• _Instructions to follow_:
From the article on the Nigerian Army's free medical outreach in Dukpa, list every medical item it says was given to the residents.

• _Extract_:
The Nigerian Army on Wednesday offered free medical services to residents of Dukpa, a community in Gwagwalada in the FCT, as part of programmes set up to commemorate the 2013 Nigerian Army Day Celebration (NADCEL).

The chairman of the Medical sub-Committee on NADCEL, Brig. Gen. Etido Ekpo expressed to the community dwellers the mission of the Army. He said the Army wish to help the resident with free medical tests, treatments, drugs, and medical advice where necessary, a gesture which he described as the Army’s hand of friendship to the people.

“One of the skills of the Nigerian Army is our potential to provide medical services. That’s why you see that anywhere we have a unit, there are medical facilities and services to people around us,” he said.

Furthermore, Brig. Gen. Etido said that the outreach include test for blood pressure, sugar level, eye tests and other common ailments such as malaria and fever.

While declaring the medical outreach open, the National President of the Nigeria Army Officers’ Wives (NAOWA) Mrs. Gift Ihejirika advised the residents to make use of the opportunity offered by the army to improve their health.

The medical team, she said, is made up of consultants and health experts in all fields, describing the choice of Gwagwalada by the army authorities for the programme as a means of complementing government and non-governmental health programmes in the community.

“According to a popular saying, health is wealth. It is in recognition of the fact that a medical outreach programme is enshrined in the Nigerian Army Day Celebration every year. Each day, several work hours are lost due to breakdown caused by different kinds of illness. The effect of this on the nation’s GDP cannot be over emphasized, “she concluded.

Medical items such as drugs, eye glasses and contraceptives were given to the residents. The free medical service was also extended to prison officers and inmates of the Gwagwalada Prison.

Mrs Chinelo Nwufo, a teacher and resident of the community commended the army for the free medical service to the community.

• _Material shown_:

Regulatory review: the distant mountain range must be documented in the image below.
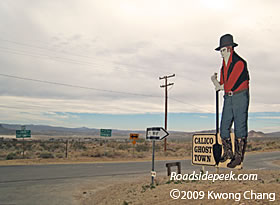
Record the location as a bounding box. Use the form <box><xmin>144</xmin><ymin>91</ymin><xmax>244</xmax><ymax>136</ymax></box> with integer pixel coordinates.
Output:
<box><xmin>0</xmin><ymin>123</ymin><xmax>280</xmax><ymax>138</ymax></box>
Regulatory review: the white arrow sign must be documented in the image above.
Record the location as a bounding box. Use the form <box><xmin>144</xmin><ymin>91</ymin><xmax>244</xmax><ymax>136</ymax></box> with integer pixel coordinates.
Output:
<box><xmin>146</xmin><ymin>127</ymin><xmax>169</xmax><ymax>140</ymax></box>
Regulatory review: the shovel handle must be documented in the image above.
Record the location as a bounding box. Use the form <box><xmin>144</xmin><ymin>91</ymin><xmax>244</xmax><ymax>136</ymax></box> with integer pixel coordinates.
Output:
<box><xmin>216</xmin><ymin>90</ymin><xmax>219</xmax><ymax>134</ymax></box>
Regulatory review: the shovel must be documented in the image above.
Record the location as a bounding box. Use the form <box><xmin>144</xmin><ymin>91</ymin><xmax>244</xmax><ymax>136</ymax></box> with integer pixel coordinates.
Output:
<box><xmin>213</xmin><ymin>90</ymin><xmax>222</xmax><ymax>166</ymax></box>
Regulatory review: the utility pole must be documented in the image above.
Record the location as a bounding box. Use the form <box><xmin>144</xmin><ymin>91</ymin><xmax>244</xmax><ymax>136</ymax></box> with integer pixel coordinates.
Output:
<box><xmin>159</xmin><ymin>74</ymin><xmax>175</xmax><ymax>151</ymax></box>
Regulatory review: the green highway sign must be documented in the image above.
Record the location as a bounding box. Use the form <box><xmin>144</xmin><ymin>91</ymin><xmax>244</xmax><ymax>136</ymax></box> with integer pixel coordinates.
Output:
<box><xmin>100</xmin><ymin>129</ymin><xmax>112</xmax><ymax>137</ymax></box>
<box><xmin>16</xmin><ymin>130</ymin><xmax>31</xmax><ymax>138</ymax></box>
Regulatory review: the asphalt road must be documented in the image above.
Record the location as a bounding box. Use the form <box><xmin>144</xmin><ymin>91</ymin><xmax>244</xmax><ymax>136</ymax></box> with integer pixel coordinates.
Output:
<box><xmin>0</xmin><ymin>152</ymin><xmax>280</xmax><ymax>205</ymax></box>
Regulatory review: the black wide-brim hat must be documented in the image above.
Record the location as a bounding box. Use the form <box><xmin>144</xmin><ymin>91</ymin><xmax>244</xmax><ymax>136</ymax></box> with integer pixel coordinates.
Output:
<box><xmin>215</xmin><ymin>34</ymin><xmax>238</xmax><ymax>51</ymax></box>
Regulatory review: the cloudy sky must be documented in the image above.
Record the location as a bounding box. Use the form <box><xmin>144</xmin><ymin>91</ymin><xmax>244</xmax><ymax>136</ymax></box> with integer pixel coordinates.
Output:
<box><xmin>0</xmin><ymin>0</ymin><xmax>280</xmax><ymax>132</ymax></box>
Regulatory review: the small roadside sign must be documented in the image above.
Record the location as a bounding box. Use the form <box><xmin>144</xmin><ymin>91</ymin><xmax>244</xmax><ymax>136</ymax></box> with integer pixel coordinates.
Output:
<box><xmin>192</xmin><ymin>134</ymin><xmax>216</xmax><ymax>166</ymax></box>
<box><xmin>146</xmin><ymin>127</ymin><xmax>169</xmax><ymax>140</ymax></box>
<box><xmin>16</xmin><ymin>130</ymin><xmax>31</xmax><ymax>138</ymax></box>
<box><xmin>100</xmin><ymin>129</ymin><xmax>112</xmax><ymax>137</ymax></box>
<box><xmin>129</xmin><ymin>133</ymin><xmax>139</xmax><ymax>140</ymax></box>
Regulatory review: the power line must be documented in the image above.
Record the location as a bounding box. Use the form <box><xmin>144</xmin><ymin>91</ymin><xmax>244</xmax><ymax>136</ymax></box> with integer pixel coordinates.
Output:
<box><xmin>0</xmin><ymin>38</ymin><xmax>162</xmax><ymax>75</ymax></box>
<box><xmin>0</xmin><ymin>73</ymin><xmax>162</xmax><ymax>97</ymax></box>
<box><xmin>169</xmin><ymin>97</ymin><xmax>213</xmax><ymax>113</ymax></box>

• _Solution to this problem_:
- Drugs
- Eye glasses
- Contraceptives